## EXERCISE PROMPT
Copy the lines below as they are; omit the images they contain.

** PROVIDED DATA follows **

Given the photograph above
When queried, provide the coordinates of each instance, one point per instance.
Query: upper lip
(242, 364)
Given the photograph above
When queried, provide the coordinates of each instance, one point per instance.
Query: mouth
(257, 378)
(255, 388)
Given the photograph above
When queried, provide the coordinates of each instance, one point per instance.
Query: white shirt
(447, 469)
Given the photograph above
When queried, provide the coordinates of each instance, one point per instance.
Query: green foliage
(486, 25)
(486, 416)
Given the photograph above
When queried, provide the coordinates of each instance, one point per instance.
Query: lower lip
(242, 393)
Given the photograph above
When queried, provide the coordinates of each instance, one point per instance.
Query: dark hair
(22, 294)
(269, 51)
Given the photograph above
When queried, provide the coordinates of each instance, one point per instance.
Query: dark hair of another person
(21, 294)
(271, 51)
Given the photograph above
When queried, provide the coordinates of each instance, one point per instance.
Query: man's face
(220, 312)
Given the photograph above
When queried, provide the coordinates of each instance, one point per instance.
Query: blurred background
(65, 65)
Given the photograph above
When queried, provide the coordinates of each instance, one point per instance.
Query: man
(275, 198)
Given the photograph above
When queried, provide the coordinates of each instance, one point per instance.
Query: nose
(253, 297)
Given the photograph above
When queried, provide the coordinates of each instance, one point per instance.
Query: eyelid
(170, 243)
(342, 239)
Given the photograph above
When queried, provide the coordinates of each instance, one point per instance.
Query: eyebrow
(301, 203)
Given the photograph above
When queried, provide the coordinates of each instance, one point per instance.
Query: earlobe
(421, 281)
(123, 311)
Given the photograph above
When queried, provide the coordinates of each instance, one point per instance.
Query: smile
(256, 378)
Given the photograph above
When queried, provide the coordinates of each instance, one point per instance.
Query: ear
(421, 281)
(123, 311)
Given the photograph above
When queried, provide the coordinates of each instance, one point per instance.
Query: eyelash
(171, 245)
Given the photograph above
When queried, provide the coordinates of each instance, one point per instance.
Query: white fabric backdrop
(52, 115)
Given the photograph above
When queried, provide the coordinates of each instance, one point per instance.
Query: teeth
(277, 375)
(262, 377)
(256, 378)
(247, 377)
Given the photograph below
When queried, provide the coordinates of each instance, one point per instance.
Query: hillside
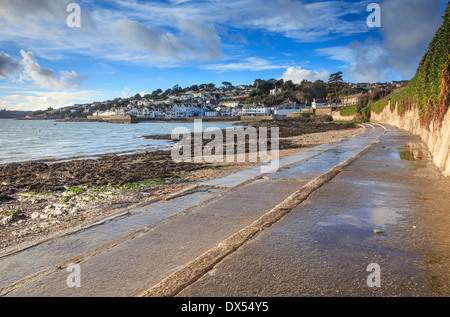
(429, 90)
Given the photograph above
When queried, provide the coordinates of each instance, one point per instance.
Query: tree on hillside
(335, 84)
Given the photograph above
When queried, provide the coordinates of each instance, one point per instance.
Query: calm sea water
(22, 141)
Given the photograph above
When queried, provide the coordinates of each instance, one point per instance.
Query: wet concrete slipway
(310, 228)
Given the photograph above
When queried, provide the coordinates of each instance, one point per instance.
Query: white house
(231, 103)
(287, 108)
(185, 111)
(275, 91)
(134, 112)
(253, 110)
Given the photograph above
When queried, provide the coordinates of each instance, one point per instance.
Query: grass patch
(349, 111)
(75, 190)
(10, 212)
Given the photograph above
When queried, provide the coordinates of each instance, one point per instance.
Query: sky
(124, 47)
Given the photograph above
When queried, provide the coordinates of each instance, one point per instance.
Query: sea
(35, 140)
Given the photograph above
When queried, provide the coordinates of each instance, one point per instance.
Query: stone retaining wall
(437, 138)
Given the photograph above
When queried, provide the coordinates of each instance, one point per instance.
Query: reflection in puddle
(413, 152)
(376, 217)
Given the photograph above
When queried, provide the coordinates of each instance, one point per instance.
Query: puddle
(413, 152)
(376, 217)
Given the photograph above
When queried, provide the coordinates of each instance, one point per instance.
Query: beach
(39, 199)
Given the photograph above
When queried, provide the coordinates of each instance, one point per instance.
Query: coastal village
(264, 99)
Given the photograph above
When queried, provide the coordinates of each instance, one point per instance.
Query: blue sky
(128, 47)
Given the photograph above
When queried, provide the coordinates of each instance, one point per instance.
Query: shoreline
(41, 199)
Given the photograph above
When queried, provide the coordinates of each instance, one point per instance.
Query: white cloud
(298, 74)
(38, 100)
(45, 77)
(250, 64)
(8, 66)
(407, 27)
(168, 34)
(126, 93)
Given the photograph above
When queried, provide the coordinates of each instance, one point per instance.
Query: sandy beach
(41, 199)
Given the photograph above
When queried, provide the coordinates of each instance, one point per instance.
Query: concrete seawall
(436, 138)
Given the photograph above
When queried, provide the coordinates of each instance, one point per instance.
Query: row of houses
(188, 110)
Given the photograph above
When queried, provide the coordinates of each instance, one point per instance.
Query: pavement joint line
(194, 270)
(63, 265)
(104, 247)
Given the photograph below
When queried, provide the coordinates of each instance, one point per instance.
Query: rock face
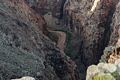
(94, 28)
(25, 50)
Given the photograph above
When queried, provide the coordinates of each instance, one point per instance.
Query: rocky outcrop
(25, 50)
(115, 29)
(25, 78)
(94, 28)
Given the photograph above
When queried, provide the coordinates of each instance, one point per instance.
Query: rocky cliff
(25, 50)
(56, 39)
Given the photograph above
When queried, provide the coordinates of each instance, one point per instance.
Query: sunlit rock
(103, 76)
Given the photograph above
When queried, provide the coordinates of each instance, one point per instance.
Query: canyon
(55, 39)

** End of PROVIDED DATA **

## TASK RESULT
Given the photograph above
When queried, provide the coordinates of each instance, one point per instance.
Query: upper lip
(242, 364)
Given the photograph above
When queried, provide the coordinates of each instance, one point per instance.
Query: mouth
(257, 378)
(255, 388)
Given the photograph above
When queried, provide the coordinates of each instance, one point per instance.
Query: white shirt
(447, 469)
Given the photograph above
When queried, provide the coordinates of each instance, one point per instance.
Query: green foliage
(486, 25)
(486, 416)
Given the photograph above
When queried, provide the coordinates of each instance, one point per instance.
Query: lower lip
(242, 393)
Given the photograph above
When queried, provide the coordinates of each instance, one point per instance.
Query: dark hair
(22, 294)
(269, 51)
Given the photograph above
When queried, provide the coordinates of each instance, one point per instance.
Query: dark hair of another person
(21, 294)
(271, 51)
Given the photograph above
When queried, provide the coordinates of each instance, one point per instance.
Query: man's face
(220, 312)
Given the photograph above
When queried, provide the coordinates of each instance, one point per instance.
Query: blurred background
(65, 65)
Given the photograph above
When queried, provide the coordinates of each instance, one point per instance.
Query: man
(275, 198)
Given the photograph above
When queried, provide the coordinates of each instance, one point per instance.
Query: nose
(253, 297)
Given the photograph above
When queried, provide the coordinates of each instance, one point per instance.
Query: eyelid
(170, 243)
(342, 239)
Given the photograph above
When queried, provide the coordinates of each instance, one point per instance.
Query: eyebrow
(301, 203)
Given the photograph above
When queried, provide the coordinates of each instance, one point per instance.
Query: earlobe
(421, 281)
(123, 311)
Given the photograph above
When queried, provide the coordinates of each instance, one point per instance.
Query: smile
(256, 378)
Given the photograph above
When queried, provide the coordinates of each instance, one point per instance.
Query: ear
(421, 281)
(123, 311)
Given the photograph above
When queried, provide the coordinates of each instance, one point per instance.
Query: eyelash
(171, 245)
Given the photograph above
When queried, provide the coordinates of each instance, one point per instance.
Query: white fabric backdrop
(52, 115)
Given the photograph above
When queried, provide the coordinates of each instance, one point per instance.
Query: teeth
(277, 375)
(262, 377)
(256, 378)
(247, 377)
Given the photograph below
When queried, provide the coordinates of each instance, one point per instance.
Query: hillside
(429, 90)
Given the photograph above
When queried, provide the coordinates of each instance, one point per instance.
Query: tree on hillside
(335, 84)
Given the photograph above
When queried, provide the coordinates of each instance, one point per instance.
Query: calm sea water
(22, 141)
Given the photograph above
When queried, provide the coordinates of each instance, one point per instance.
Query: wet concrete slipway
(310, 228)
Given the photograph above
When queried, provide the coordinates of each instance, one point per instance.
Query: white house
(231, 103)
(287, 108)
(185, 111)
(275, 91)
(134, 112)
(253, 110)
Given the photograph above
When queried, provide the coordinates of each instance, one point per instance.
Query: grass patch
(349, 111)
(75, 190)
(10, 212)
Given the photograph above
When queried, provide the coordinates of each instance, one point per instance.
Query: sky
(124, 47)
Given the photograph above
When queried, provide the coordinates of each instance, one point per instance.
Query: sea
(35, 140)
Given the photograph above
When queried, provide the coordinates of each instance, one point per instance.
Query: stone retaining wall
(437, 138)
Given the photograph above
When queried, provide the coordinates of each instance, one point per instance.
Query: reflection in puddle
(413, 152)
(376, 217)
Given the photograph above
When queried, provide the coordinates of each instance, one point per instance.
Query: puddle
(413, 152)
(376, 217)
Given the photograph above
When queried, provide the coordinates of each instance, one point per instance.
Query: beach
(39, 199)
Given the photograph above
When queried, provide the coordinates of each instance, one point per instance.
Query: coastal village
(264, 99)
Given the photograph above
When queried, provide the coordinates of each instance, one point per instance.
Query: blue sky
(128, 47)
Given the photograph above
When queried, provide the coordinates of each instance, one point per instance.
Query: shoreline
(41, 199)
Given the photograph above
When queried, provide the coordinates of each instance, one point per instance.
Query: white cloud
(298, 74)
(38, 100)
(45, 77)
(250, 64)
(8, 66)
(407, 27)
(168, 34)
(126, 93)
Given the photograph above
When queried, provide the coordinates of each instance, one point per instance.
Query: sandy beach
(41, 199)
Given the photograph above
When queried, provide the coordinates of each instance, one point per instance.
Query: concrete seawall
(436, 138)
Given the photograph above
When queried, provide the coordinates of each instance, one point per instance.
Query: row of houses
(188, 110)
Given the photograph above
When queried, provide the coordinates of each instance, one point per instance.
Query: pavement joint line
(194, 270)
(63, 265)
(104, 247)
Given the photograph below
When queried, provide the coordinates of each instance, one point per instance.
Query: rock face
(94, 28)
(25, 50)
Given the photograph above
When queried, provide the coordinates of each instance, one point per instance.
Query: rocky outcrop
(25, 50)
(115, 29)
(25, 78)
(94, 28)
Given the photograph above
When queried, provide the coordinates of each instance, one point per instance.
Query: rocky cliff
(25, 50)
(56, 39)
Given the photograph above
When queried, provide the coordinates of each instance, one point per instance.
Query: sunlit rock
(103, 76)
Given the photograph above
When queried, provide the coordinates of each instance, one point per instance.
Query: canyon
(55, 39)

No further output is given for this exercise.